Locate the line that contains "weed in this photo." in the data that follows. Copy it and every subsequent line to the end, exactly, excluding pictures.
### Data for the task ###
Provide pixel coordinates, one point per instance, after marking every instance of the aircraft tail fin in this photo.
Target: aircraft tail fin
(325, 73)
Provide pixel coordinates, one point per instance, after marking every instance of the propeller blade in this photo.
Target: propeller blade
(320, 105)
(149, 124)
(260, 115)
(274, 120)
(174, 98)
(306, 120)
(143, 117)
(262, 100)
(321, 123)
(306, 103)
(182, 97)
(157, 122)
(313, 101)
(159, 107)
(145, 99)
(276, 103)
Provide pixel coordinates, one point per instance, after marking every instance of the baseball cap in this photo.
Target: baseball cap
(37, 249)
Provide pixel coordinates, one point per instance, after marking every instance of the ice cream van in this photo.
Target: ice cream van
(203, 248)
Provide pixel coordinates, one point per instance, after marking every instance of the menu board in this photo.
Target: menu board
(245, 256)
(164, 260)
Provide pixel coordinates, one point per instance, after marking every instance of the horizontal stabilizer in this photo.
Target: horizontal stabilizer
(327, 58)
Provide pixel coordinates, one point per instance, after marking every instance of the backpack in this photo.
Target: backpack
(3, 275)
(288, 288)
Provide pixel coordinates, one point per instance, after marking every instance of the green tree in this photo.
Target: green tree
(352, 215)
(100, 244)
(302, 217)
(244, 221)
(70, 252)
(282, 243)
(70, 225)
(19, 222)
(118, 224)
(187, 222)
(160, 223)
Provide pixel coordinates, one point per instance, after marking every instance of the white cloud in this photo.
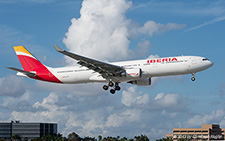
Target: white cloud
(152, 27)
(26, 1)
(103, 31)
(218, 19)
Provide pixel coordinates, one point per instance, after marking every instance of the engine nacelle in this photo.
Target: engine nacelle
(135, 73)
(141, 82)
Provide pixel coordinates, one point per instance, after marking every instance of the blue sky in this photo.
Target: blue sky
(170, 102)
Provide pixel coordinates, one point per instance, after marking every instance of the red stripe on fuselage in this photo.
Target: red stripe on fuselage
(42, 73)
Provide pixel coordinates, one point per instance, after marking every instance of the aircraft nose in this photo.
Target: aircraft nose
(211, 63)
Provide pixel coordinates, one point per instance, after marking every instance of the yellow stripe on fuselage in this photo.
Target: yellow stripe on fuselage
(21, 49)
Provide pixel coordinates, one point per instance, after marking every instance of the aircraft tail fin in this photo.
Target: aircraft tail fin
(25, 73)
(27, 60)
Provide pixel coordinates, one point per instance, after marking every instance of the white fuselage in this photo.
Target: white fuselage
(149, 67)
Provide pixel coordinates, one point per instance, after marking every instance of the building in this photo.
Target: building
(28, 130)
(207, 132)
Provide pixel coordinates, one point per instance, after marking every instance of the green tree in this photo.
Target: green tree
(16, 137)
(25, 139)
(74, 137)
(36, 139)
(99, 138)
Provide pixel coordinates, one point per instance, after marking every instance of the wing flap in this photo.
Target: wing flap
(105, 69)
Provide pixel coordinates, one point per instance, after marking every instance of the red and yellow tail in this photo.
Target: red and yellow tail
(32, 65)
(27, 60)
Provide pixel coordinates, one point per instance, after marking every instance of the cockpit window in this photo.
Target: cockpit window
(205, 59)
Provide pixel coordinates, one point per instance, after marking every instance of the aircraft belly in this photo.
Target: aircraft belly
(169, 69)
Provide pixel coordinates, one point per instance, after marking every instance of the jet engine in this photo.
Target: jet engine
(135, 73)
(141, 82)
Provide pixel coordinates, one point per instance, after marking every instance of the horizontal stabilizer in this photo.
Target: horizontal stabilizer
(31, 74)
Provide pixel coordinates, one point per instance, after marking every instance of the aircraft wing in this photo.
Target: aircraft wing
(23, 72)
(105, 69)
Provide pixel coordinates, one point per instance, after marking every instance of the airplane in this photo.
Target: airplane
(137, 72)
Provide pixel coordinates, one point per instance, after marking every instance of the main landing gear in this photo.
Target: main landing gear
(193, 77)
(115, 86)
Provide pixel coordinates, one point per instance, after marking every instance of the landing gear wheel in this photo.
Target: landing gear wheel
(105, 87)
(193, 77)
(117, 88)
(112, 91)
(111, 84)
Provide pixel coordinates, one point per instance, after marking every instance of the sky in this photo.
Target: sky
(114, 30)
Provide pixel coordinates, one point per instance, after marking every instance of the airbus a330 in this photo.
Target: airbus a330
(137, 72)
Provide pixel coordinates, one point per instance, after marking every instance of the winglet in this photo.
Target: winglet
(58, 48)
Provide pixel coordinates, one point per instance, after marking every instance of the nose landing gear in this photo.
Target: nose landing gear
(111, 84)
(193, 77)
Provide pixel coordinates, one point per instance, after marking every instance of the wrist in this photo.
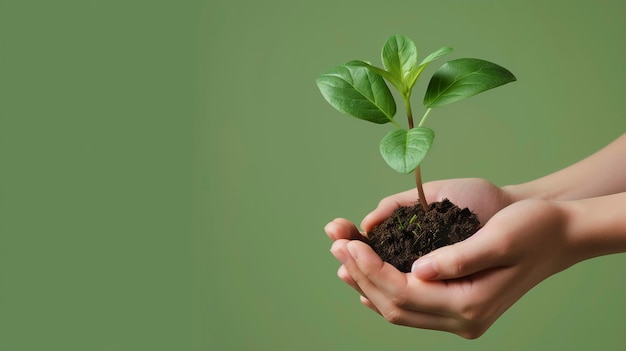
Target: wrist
(595, 226)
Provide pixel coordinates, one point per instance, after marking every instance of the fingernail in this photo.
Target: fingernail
(338, 255)
(352, 251)
(425, 268)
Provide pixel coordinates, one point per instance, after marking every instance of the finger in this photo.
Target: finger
(386, 207)
(341, 228)
(345, 276)
(392, 292)
(479, 252)
(370, 270)
(415, 319)
(365, 301)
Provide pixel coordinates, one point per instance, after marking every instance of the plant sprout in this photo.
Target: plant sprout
(358, 88)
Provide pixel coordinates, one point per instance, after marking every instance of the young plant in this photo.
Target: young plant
(358, 88)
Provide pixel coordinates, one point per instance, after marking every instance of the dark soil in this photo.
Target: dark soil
(409, 233)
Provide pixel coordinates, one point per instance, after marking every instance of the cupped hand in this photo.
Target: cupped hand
(465, 287)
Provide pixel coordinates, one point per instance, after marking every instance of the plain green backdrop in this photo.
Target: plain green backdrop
(167, 167)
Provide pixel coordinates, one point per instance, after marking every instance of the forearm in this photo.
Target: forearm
(596, 226)
(602, 173)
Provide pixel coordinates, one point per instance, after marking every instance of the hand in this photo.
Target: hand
(465, 287)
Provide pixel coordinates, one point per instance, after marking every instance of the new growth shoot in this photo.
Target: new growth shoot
(359, 88)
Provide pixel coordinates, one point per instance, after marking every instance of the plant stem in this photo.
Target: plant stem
(420, 189)
(409, 112)
(424, 117)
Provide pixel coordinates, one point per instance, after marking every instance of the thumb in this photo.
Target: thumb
(477, 253)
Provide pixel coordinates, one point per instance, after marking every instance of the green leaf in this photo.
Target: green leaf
(435, 55)
(395, 81)
(358, 91)
(462, 78)
(399, 57)
(404, 150)
(415, 73)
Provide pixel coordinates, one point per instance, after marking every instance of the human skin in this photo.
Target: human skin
(464, 288)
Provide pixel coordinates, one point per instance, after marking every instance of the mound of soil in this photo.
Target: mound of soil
(409, 233)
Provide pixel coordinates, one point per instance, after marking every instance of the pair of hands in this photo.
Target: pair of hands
(462, 288)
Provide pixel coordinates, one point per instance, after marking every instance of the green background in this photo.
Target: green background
(167, 167)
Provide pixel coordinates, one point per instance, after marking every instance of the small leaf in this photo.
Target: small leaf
(462, 78)
(417, 70)
(435, 55)
(404, 150)
(395, 81)
(358, 91)
(399, 56)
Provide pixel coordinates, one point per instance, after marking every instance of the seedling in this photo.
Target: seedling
(358, 88)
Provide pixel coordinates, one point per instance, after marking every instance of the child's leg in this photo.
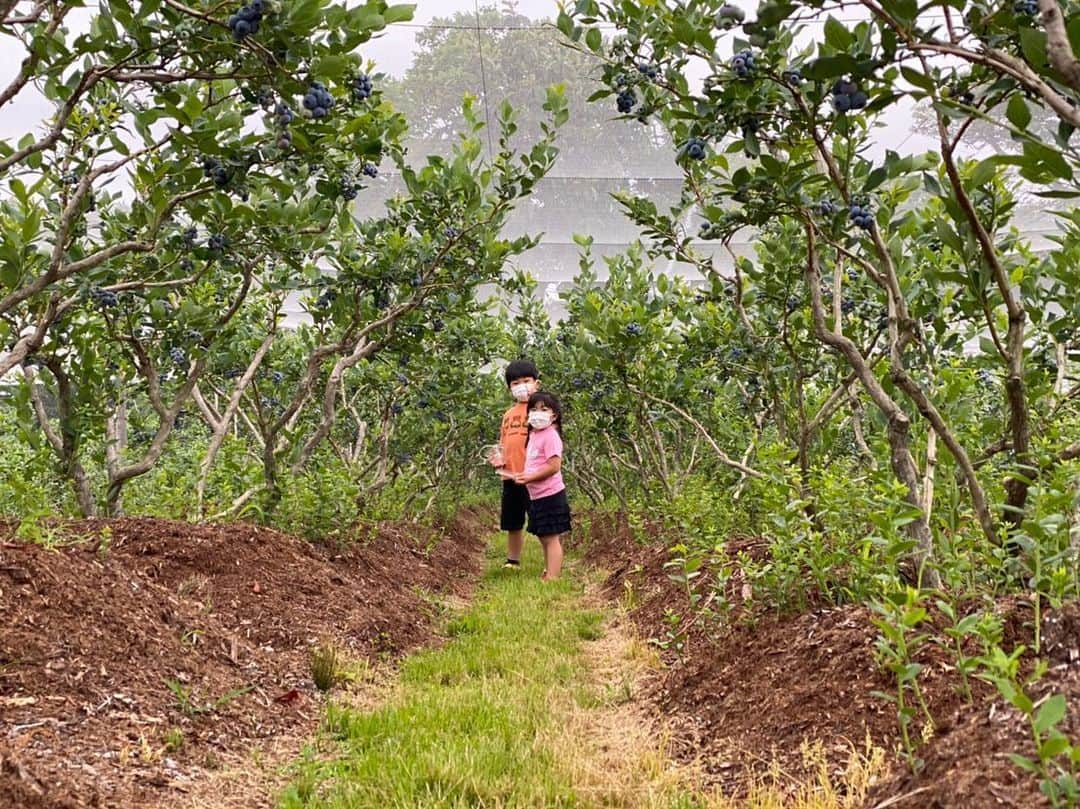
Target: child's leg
(515, 543)
(552, 556)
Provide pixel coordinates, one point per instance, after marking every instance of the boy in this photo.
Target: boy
(523, 379)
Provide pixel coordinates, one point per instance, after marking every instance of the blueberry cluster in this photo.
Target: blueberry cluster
(649, 71)
(362, 88)
(847, 95)
(861, 216)
(729, 16)
(964, 96)
(349, 187)
(215, 170)
(318, 100)
(246, 21)
(285, 117)
(742, 64)
(104, 298)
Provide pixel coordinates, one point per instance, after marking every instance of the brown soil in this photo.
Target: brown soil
(744, 699)
(140, 631)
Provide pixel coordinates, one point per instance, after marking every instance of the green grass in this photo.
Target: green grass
(472, 723)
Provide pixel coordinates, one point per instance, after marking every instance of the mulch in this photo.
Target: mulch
(136, 631)
(745, 693)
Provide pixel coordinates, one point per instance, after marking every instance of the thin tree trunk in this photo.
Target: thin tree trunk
(899, 425)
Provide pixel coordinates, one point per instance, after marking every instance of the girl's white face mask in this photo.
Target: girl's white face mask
(539, 419)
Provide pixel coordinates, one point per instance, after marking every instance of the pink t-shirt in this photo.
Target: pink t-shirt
(543, 445)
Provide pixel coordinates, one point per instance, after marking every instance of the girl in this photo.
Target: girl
(549, 509)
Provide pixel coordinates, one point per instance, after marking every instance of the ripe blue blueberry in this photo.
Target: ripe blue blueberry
(696, 148)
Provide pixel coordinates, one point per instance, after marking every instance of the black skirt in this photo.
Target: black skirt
(550, 514)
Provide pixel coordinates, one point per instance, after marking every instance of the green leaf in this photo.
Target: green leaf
(1023, 763)
(1050, 713)
(400, 13)
(1017, 112)
(593, 40)
(1053, 746)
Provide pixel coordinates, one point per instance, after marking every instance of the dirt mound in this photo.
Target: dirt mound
(147, 649)
(967, 763)
(743, 699)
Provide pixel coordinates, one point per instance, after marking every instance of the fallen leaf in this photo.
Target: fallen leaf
(17, 701)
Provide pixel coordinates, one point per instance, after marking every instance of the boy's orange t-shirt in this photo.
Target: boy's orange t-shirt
(513, 435)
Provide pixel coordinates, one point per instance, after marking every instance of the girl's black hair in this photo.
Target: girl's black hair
(552, 402)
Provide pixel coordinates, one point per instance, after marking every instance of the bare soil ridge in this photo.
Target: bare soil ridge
(745, 700)
(149, 631)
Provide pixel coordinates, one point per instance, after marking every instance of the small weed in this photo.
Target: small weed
(188, 705)
(174, 739)
(324, 666)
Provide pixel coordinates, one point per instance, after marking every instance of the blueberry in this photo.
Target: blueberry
(362, 88)
(696, 148)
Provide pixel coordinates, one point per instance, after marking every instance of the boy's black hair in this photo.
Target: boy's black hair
(552, 402)
(520, 368)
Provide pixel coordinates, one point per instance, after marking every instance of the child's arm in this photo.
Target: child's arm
(545, 471)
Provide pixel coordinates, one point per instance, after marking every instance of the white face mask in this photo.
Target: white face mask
(539, 419)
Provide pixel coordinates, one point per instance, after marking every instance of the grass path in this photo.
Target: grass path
(528, 704)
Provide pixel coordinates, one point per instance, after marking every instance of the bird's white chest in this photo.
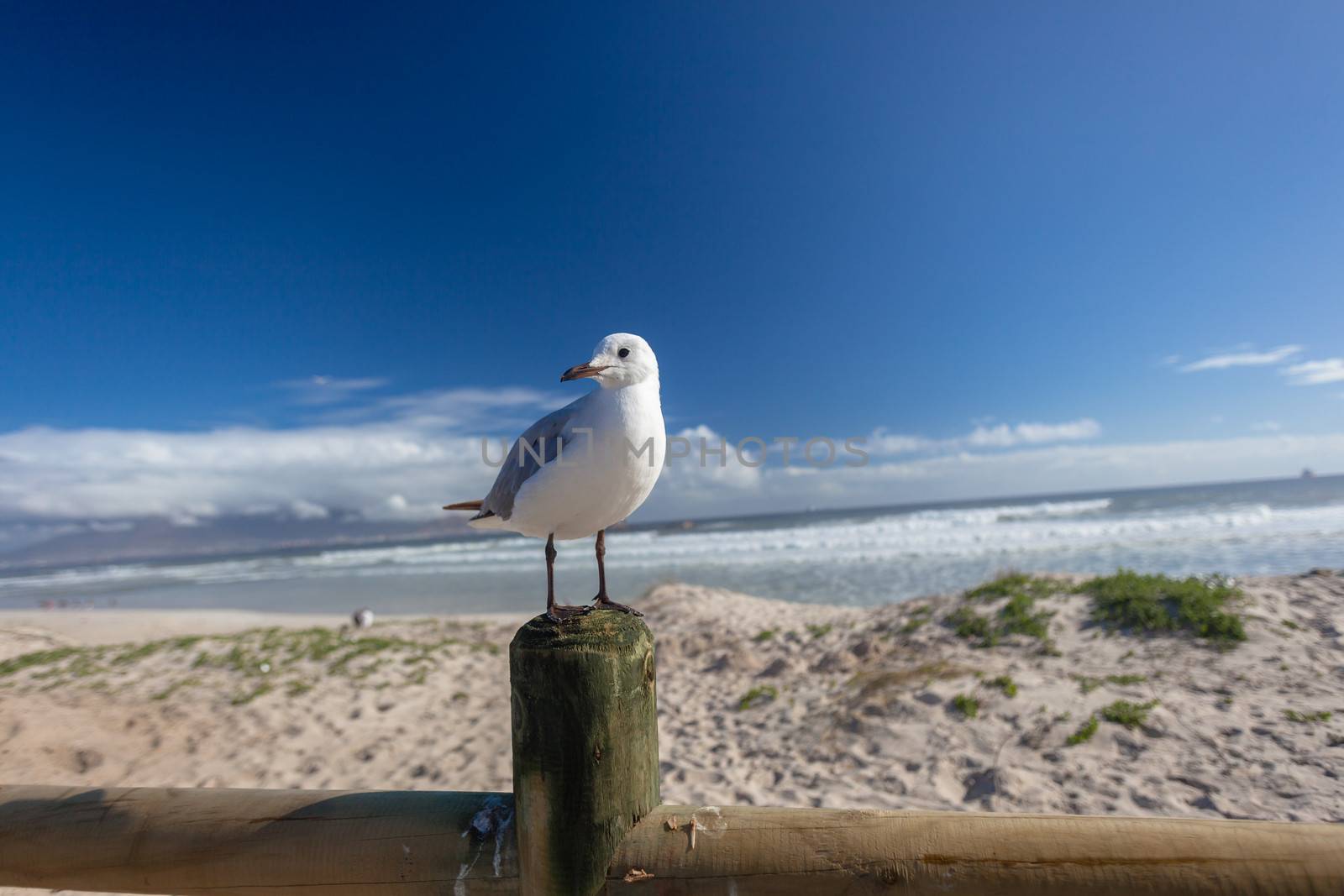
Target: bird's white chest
(611, 463)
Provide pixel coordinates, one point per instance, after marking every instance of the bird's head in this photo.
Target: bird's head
(622, 359)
###
The response »
Provide pixel coordinates, one point per instance, after marking every instance of the small weed in this photo.
Target: small weed
(188, 705)
(174, 739)
(324, 666)
Provide pixel coordinates, one point per instance, after marking every instance of the blueberry in this photo.
Target: blueberry
(362, 88)
(696, 148)
Provide pixel coordinates, one point per instance, after marking every instance of the boy's black hair in this photo.
Target: boy's black hair
(552, 402)
(520, 368)
Provide pixel coordinates, one point per instance, after marking every instance of the child's arm in this photo.
Target: child's arm
(545, 471)
Provide pixel coordinates, one point per instance, after marking every instance of the white face mask in this photo.
Target: white face mask
(539, 419)
Provide pixel coordinates, one point per instance, after marking every instance of the grass path in this photo.
Target: grass path
(528, 704)
Provide pixel coordinates, one point per instance, after marking every instance of the bird's white chest in this photo.
Target: bird's white chest
(611, 463)
Provide pixel coordinates, one point per instance, after marking every instance of the bird's head in this photo.
Target: bird's head
(622, 359)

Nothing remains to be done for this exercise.